## Exercise task
Reproduce the records exactly.

*** Provided information

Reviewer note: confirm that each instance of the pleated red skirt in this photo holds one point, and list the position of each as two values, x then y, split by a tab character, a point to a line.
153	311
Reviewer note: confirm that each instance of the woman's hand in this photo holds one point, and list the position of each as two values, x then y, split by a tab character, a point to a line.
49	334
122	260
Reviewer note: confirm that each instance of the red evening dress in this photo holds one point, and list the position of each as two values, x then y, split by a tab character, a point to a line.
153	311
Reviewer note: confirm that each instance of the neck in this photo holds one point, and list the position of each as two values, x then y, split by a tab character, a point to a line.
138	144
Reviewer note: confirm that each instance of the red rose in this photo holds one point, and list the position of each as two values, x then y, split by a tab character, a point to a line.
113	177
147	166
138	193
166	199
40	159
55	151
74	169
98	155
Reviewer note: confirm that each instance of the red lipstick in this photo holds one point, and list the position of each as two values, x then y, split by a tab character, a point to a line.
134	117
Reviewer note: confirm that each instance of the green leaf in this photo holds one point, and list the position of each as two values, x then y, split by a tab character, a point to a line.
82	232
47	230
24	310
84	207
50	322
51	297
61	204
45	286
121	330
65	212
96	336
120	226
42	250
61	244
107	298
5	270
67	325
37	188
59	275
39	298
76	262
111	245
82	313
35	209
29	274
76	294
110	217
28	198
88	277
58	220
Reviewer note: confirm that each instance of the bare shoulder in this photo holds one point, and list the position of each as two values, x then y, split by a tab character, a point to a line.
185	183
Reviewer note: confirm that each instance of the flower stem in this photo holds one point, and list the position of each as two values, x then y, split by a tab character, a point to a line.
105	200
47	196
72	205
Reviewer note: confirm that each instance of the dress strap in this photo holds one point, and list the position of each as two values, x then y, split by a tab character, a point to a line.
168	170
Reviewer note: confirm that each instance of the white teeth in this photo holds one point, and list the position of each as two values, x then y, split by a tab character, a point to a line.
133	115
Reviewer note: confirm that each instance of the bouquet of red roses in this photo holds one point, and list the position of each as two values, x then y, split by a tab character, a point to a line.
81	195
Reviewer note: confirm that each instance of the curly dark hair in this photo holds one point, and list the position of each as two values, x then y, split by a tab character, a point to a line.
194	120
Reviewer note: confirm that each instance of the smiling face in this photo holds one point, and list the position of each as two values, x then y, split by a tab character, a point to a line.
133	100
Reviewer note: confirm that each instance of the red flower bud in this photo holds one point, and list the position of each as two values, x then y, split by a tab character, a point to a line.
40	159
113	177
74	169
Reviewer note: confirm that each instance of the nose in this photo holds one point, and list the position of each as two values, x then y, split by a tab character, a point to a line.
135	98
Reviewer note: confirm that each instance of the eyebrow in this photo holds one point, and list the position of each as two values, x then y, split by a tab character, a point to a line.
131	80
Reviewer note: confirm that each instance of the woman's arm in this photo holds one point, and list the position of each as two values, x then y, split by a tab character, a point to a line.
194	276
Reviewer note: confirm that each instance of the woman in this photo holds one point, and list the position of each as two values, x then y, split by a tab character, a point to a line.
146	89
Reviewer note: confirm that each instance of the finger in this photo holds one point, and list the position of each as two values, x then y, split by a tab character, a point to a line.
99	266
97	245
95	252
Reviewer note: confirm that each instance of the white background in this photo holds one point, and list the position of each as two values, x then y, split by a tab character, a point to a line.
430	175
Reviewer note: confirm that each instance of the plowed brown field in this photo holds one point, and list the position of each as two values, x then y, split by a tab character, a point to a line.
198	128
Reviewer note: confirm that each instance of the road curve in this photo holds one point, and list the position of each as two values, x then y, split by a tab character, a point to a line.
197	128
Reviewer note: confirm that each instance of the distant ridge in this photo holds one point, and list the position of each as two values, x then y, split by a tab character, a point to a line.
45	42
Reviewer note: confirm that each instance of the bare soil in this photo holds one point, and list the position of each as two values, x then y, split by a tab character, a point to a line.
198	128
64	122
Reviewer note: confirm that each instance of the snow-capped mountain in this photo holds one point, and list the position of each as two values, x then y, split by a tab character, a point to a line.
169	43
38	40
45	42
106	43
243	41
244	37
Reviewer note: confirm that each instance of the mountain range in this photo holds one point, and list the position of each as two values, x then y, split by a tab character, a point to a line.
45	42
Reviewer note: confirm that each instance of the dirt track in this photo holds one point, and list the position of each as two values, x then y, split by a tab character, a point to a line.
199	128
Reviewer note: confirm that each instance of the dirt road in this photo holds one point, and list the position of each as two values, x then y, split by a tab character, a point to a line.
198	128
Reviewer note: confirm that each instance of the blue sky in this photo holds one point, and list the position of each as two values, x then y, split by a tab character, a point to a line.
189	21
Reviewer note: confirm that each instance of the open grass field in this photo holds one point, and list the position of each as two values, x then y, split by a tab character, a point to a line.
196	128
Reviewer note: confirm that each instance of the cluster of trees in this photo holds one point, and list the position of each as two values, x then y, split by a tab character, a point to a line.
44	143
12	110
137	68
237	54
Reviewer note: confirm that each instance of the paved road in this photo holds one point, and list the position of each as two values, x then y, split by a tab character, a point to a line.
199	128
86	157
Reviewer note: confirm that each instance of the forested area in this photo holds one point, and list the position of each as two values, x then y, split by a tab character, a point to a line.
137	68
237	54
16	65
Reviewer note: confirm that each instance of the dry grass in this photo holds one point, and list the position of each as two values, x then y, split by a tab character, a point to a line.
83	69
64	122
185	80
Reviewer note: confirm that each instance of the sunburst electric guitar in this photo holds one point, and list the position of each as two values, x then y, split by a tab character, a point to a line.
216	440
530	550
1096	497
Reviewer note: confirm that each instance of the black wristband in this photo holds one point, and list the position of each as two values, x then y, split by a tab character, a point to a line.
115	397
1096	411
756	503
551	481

******

## Written answer
Reviewer note: confirm that each instance of the pleated red skirt in this photo holds one point, and list the position of each as two values, x then y, split by a tab character, a point to a line.
153	311
Reviewer note: confirm that each instance of the woman's hand in this photo holds one point, and list the position of each as two values, x then y, split by a tab character, a point to a line.
49	334
122	260
Reviewer note: confirm that each instance of the red evening dress in this photo holds one point, and list the position of each as two values, x then y, split by a tab character, a point to a line.
153	311
Reviewer note: confirm that each instance of the neck in this photo holds one point, and list the position of each as two values, x then y, split by a tab character, a point to a line.
138	144
Reviewer note: confirm that each instance of the red rose in this photo holds one point, and list the position of each as two values, x then y, split by a tab character, a point to a line.
113	177
147	166
138	193
166	199
40	159
55	151
74	169
98	155
Reviewer note: confirm that each instance of the red lipstick in this photo holds one point, and list the position of each as two values, x then y, split by a tab character, a point to a line.
134	117
Reviewer note: confirm that each instance of the green leaf in this photo holds one point, and list the position of each as two values, x then y, split by a tab character, a point to a line.
82	232
47	230
24	310
84	207
50	322
51	297
61	204
45	286
121	330
65	212
96	336
120	226
42	250
61	244
107	298
5	270
67	325
37	188
59	275
39	298
76	262
111	245
82	313
35	209
29	274
76	294
110	217
28	198
88	277
58	220
Reviewer note: confirm that each instance of the bare shoulder in this photo holds one point, and list the position of each as two values, x then y, split by a tab character, a point to a line.
185	183
Reviewer note: confirm that each instance of the flower stem in this photo holds one point, and list the position of each as two values, x then y, split by a tab character, a point to a line.
105	200
47	196
72	205
Reviewer note: confirm that each instance of the dress strap in this photo holds one point, and list the position of each as two values, x then y, split by a tab character, a point to a line.
168	170
Reviewer note: confirm that each instance of the white teeth in this photo holds one point, and list the position of each as two values, x then y, split by a tab character, a point to a line.
133	115
Reviewer note: confirm that each instance of the bouquet of red roses in this photo holds one point, and list the position of each as two values, x then y, split by a tab character, a point to a line.
81	195
Reviewer note: confirm that each instance of the curly dark hair in this photo holds one point, and list the position of each as two values, x then y, split by a tab character, a point to a line.
194	120
Reviewer note: confirm that each instance of the smiling face in this photo holds one point, and list the position of each as two values, x then y, split by a tab character, a point to a line.
133	100
Reviewer note: confirm that each instance of the red flower bud in this photo holds one point, and list the position of each as two values, x then y, split by a tab character, a point to a line.
40	159
113	177
74	169
Reviewer note: confirm that each instance of the nose in this photo holds one point, and list the position of each as two values, x then y, split by a tab character, a point to a line.
135	98
Reviewer note: confirm that each instance of the eyebrow in this photo holds one point, and list the position of each as two values, x then y, split by a tab character, a point to a line.
131	80
Reviewer note: confirm that each instance of the woman's arm in this photo holds one point, and list the position of each as two values, x then y, split by a tab character, a point to a line.
194	276
Reviewer note: confirm that each instance of the woman in this photo holds one point, and list the position of each as two values, x then y, split by a tab character, a point to a line.
146	89
Reviewer note: confirm that each instance of the finger in this photo holds one point, and list the position of each as two values, x then y, split by a tab character, a point to a line.
99	266
97	245
95	252
Reviewer note: confirm that each instance of the white background in this photo holds one point, and list the position of each as two values, x then y, split by a tab character, a point to a line.
430	175
Reviewer note: confirm that each instance of the plowed brown field in this photo holds one point, and list the position of each as two values, x then y, split by a tab character, a point to a line.
198	128
Reviewer note: confirm that each instance of the road curve in this photo holds one point, and list the position of each as two values, x then y, split by a tab character, a point to a line.
197	128
Reviewer note: confirm that each instance of the distant ridge in this photo holds one point, and list the position of each as two values, x then y, split by a tab character, a point to a line.
45	42
Reviewer note: confirm that each instance of the bare soil in this photo holds one point, and list the position of each as two values, x then y, split by a tab character, a point to a line.
198	128
64	122
Reviewer note: confirm that each instance of the snow-capped mountain in this photo holds one point, and list the position of each as two values, x then y, split by a tab character, a point to a line.
169	43
38	40
45	42
106	43
243	41
244	37
Reviewer note: confirm that each instance of the mountain range in this photo holds one point, and list the position of each as two values, x then y, split by a tab character, a point to a line.
45	42
Reviewer note: confirm that each instance of the dirt track in this photo holds one point, and list the position of each as two values, x then y, split by a tab character, a point to a line.
199	128
Reviewer note: confirm that each instance of the dirt road in this photo holds one point, and list the position of each as two values, x then y, split by a tab character, a point to a line.
198	128
Reviewer note: confirm that each instance of the blue sky in this photo holds one point, and list the position of each as two values, x then y, split by a tab character, a point to a line.
189	21
Reviewer note: confirm that each instance of the open grass field in this photo holds one point, and list the position of each as two values, x then y, split by a tab character, a point to a line.
196	128
Reviewer note: confirm that each instance of the cluster of trees in this photo holds one point, and list the position of each as two values, x then y, split by a tab character, a point to a line.
44	143
12	110
137	68
237	54
Reviewer note: confirm that each instance of the paved road in this photo holds one point, and list the position of each as two values, x then y, split by a tab character, a point to a line.
199	128
86	157
Reviewer note: confirm that each instance of the forested area in this photo holds one point, and list the position of each as two values, x then y, split by a tab character, a point to a line.
137	68
237	54
16	65
Reviewer note: confirm that each instance of the dry grass in this photo holds one point, and list the position of each as two values, x then y, split by a tab character, a point to a line.
83	69
64	122
185	80
Reviewer note: confirm that each instance of the sunburst electric guitar in this photo holds one point, and list the position of each as two values, x then y, split by a tab character, a point to a line.
216	440
530	550
1096	497
Reviewer note: confirm that each instance of the black wristband in this photo holds one point, and list the position of each as two values, x then y, split by a tab character, a point to a line.
115	397
1096	411
756	503
551	481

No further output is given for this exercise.